◆ **Work to do**
In the data below, take the part that opens with the line containing "the green tree" and closes with the end of the data. Write out only that part again, switching "gabled roof" to "pitched roof" and leaving everything else unchanged.

◆ **Material for the task**
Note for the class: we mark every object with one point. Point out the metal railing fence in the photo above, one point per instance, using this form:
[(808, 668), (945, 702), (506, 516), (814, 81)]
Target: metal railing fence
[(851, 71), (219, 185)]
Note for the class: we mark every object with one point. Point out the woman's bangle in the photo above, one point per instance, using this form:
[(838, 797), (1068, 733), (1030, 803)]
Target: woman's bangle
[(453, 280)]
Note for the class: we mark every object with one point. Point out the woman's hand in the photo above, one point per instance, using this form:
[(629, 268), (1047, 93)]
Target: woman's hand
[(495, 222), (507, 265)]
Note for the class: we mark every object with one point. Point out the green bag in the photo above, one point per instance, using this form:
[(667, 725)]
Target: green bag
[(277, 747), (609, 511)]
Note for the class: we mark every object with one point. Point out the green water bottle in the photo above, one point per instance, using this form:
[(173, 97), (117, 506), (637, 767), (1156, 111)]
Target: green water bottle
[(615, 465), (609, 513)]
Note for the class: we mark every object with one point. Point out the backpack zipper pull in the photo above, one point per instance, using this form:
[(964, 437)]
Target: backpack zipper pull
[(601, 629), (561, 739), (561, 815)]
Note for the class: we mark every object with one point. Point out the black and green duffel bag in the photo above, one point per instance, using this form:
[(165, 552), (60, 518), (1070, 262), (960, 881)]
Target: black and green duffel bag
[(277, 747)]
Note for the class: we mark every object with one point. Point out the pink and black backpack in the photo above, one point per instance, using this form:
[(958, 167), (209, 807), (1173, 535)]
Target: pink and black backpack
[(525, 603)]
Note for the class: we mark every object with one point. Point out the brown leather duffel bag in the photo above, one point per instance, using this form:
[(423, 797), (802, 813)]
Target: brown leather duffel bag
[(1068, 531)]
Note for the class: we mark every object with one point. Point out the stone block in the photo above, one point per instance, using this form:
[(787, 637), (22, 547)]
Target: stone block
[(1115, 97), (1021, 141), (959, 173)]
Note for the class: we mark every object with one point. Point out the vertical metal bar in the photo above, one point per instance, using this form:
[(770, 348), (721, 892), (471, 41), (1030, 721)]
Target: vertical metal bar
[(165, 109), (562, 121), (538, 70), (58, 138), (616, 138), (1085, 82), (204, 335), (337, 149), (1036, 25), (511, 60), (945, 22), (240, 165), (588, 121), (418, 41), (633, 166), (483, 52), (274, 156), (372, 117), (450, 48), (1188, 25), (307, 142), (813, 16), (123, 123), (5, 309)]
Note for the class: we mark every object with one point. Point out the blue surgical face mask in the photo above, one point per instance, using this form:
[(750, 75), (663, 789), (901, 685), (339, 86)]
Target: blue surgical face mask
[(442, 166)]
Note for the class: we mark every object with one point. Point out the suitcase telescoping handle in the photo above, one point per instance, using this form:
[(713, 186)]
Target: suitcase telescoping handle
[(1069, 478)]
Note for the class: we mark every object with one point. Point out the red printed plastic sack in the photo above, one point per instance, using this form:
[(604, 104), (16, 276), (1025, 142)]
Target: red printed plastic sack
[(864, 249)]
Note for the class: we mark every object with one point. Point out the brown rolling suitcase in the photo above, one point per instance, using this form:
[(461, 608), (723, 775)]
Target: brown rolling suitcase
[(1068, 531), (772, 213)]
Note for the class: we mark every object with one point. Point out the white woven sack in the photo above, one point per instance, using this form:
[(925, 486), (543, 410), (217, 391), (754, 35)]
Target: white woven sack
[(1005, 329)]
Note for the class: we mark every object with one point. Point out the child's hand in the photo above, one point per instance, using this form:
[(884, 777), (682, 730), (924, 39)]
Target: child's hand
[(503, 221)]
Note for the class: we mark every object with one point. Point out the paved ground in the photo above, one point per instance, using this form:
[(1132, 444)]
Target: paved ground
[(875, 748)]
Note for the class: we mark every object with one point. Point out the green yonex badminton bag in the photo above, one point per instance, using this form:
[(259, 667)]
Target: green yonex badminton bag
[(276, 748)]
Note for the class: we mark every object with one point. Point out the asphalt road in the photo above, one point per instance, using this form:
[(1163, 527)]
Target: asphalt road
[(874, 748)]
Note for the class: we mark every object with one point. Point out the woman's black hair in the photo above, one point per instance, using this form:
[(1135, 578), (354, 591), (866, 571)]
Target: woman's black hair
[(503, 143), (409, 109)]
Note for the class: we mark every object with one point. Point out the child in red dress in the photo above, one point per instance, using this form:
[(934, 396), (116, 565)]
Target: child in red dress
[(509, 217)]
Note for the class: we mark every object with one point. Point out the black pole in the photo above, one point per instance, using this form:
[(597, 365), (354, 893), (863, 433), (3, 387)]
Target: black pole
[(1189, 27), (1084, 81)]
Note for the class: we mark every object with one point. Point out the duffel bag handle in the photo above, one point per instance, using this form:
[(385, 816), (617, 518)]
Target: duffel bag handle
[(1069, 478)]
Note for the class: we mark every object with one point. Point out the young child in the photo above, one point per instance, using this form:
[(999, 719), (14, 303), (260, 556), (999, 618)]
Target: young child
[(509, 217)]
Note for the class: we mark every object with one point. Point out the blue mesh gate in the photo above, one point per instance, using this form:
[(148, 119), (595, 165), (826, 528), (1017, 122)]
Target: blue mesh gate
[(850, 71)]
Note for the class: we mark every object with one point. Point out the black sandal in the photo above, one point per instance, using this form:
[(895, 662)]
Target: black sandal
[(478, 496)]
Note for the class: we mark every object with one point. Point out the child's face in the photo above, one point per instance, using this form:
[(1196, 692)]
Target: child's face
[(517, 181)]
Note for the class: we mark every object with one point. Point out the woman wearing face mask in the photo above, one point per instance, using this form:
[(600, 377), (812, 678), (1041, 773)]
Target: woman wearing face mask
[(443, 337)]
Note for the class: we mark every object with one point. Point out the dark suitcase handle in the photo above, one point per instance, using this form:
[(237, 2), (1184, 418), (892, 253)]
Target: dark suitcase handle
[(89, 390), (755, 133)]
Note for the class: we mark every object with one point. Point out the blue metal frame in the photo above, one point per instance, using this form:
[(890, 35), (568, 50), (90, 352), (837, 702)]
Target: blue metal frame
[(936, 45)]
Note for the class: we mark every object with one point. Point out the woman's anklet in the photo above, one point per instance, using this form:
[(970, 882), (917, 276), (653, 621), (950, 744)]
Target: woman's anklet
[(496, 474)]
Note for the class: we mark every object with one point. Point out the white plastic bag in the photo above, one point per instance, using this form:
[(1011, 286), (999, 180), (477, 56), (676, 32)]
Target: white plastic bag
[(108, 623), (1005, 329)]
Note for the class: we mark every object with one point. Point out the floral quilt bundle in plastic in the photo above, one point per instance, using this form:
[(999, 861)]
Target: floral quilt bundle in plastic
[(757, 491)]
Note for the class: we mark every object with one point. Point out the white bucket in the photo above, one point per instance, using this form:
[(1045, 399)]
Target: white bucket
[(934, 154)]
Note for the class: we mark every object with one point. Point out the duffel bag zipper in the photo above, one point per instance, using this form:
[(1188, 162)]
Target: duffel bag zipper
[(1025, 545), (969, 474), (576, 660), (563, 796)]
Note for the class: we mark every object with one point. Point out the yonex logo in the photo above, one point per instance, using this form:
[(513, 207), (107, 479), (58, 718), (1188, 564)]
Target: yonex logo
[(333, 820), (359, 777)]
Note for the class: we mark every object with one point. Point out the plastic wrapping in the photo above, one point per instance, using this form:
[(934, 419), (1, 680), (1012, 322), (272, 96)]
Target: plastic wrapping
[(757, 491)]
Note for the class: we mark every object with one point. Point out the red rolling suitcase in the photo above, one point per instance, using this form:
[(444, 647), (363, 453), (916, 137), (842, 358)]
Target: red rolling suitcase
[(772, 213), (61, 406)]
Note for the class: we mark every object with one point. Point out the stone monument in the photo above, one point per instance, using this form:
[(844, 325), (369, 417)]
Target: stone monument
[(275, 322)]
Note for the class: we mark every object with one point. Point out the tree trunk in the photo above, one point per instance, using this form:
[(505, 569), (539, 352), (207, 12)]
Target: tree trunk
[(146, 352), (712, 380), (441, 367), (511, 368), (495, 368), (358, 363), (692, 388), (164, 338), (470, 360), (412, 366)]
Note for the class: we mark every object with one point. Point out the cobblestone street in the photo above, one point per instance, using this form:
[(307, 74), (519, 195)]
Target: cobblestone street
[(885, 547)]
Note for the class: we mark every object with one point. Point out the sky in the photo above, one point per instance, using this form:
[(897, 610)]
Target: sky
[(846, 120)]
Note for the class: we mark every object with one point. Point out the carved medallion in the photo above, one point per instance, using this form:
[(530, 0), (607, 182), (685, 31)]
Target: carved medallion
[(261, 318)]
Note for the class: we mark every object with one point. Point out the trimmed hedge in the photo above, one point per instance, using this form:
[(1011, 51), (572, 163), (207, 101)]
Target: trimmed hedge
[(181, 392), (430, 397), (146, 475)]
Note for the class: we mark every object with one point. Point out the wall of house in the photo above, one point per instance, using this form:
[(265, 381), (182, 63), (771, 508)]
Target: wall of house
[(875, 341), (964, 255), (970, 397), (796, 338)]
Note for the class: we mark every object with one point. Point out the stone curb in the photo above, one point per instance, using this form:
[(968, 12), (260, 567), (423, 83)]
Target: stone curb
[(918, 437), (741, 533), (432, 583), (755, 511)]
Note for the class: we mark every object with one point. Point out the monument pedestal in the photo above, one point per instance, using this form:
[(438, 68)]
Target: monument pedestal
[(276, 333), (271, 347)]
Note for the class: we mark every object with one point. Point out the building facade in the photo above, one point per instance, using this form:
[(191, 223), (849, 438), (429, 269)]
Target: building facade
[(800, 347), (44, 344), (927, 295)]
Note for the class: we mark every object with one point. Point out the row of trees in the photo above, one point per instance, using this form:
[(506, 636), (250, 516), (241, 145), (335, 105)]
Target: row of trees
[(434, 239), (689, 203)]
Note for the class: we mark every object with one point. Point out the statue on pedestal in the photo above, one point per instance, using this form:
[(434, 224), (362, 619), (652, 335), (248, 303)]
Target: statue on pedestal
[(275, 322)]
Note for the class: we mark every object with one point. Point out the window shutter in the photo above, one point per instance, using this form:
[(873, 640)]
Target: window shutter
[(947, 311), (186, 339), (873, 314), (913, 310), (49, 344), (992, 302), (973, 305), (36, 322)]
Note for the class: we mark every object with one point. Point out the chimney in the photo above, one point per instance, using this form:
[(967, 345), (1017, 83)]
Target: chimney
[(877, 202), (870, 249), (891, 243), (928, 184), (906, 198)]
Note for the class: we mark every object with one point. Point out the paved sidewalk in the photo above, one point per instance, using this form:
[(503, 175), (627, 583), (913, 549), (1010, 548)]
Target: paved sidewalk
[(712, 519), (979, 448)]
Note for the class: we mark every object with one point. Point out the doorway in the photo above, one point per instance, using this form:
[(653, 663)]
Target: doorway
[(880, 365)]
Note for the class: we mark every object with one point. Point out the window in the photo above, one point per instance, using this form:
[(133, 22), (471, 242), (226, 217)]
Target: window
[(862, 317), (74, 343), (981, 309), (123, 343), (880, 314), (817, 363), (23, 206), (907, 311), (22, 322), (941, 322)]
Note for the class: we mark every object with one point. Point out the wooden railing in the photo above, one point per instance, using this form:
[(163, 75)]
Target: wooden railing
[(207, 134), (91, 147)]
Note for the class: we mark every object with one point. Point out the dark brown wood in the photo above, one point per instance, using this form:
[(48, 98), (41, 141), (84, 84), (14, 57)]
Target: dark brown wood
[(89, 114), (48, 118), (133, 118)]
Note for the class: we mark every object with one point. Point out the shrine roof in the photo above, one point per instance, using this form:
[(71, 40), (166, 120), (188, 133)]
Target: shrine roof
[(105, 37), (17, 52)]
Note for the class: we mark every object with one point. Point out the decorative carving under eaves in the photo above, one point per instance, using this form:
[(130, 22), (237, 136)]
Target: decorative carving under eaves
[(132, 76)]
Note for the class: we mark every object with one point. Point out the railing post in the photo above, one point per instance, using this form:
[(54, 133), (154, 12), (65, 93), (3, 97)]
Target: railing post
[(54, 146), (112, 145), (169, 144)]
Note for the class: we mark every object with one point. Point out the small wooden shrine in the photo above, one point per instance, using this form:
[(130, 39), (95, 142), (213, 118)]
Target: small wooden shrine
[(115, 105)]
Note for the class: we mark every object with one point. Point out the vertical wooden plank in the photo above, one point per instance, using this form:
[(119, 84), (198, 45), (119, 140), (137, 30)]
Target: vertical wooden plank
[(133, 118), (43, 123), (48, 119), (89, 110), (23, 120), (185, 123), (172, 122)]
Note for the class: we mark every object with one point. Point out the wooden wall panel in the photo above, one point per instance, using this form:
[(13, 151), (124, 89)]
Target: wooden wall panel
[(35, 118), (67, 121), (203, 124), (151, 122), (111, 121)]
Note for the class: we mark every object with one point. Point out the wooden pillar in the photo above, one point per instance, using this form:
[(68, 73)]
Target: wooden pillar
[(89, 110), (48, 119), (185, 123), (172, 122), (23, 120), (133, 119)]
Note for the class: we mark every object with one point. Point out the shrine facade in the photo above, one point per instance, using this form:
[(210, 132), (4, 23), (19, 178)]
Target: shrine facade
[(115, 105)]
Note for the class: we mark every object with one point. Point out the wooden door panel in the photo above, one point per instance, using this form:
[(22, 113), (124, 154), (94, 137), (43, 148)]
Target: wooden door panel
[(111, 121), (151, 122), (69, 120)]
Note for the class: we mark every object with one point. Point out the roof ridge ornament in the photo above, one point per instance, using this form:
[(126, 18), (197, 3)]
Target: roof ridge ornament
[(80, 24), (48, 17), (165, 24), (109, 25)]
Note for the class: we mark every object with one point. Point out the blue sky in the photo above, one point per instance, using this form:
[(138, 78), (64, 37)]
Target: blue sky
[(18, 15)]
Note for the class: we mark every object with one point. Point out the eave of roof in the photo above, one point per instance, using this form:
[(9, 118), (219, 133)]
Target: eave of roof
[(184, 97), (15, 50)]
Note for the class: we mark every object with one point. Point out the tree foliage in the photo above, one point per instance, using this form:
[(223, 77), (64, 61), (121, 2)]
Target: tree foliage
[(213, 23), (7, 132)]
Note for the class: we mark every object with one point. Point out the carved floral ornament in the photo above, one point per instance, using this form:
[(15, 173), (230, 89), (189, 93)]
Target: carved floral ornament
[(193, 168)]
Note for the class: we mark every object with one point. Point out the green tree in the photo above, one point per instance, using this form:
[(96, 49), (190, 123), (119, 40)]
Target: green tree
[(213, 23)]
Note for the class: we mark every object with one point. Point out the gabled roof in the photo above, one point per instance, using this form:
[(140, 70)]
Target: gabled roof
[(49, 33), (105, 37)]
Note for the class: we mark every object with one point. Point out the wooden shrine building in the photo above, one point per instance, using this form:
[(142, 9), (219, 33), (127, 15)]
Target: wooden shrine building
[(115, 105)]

◆ **Correct answer**
Note for the class: we mark every object with one point. Point out the green tree in the photo above, one point per instance, using this form:
[(96, 49), (190, 123), (119, 40)]
Target: green tree
[(213, 23)]
Note for the class: we mark every object with one point. Point out the pitched roof in the photo above, one point per instance, using this form:
[(140, 70)]
Target: pitched roof
[(49, 33), (105, 37)]
Note for the class: we mark every object with one point. Point out the wooden shrine building in the photo above, one point per instance, using this form:
[(142, 9), (219, 33), (127, 15)]
Target: wooden shrine building
[(115, 105)]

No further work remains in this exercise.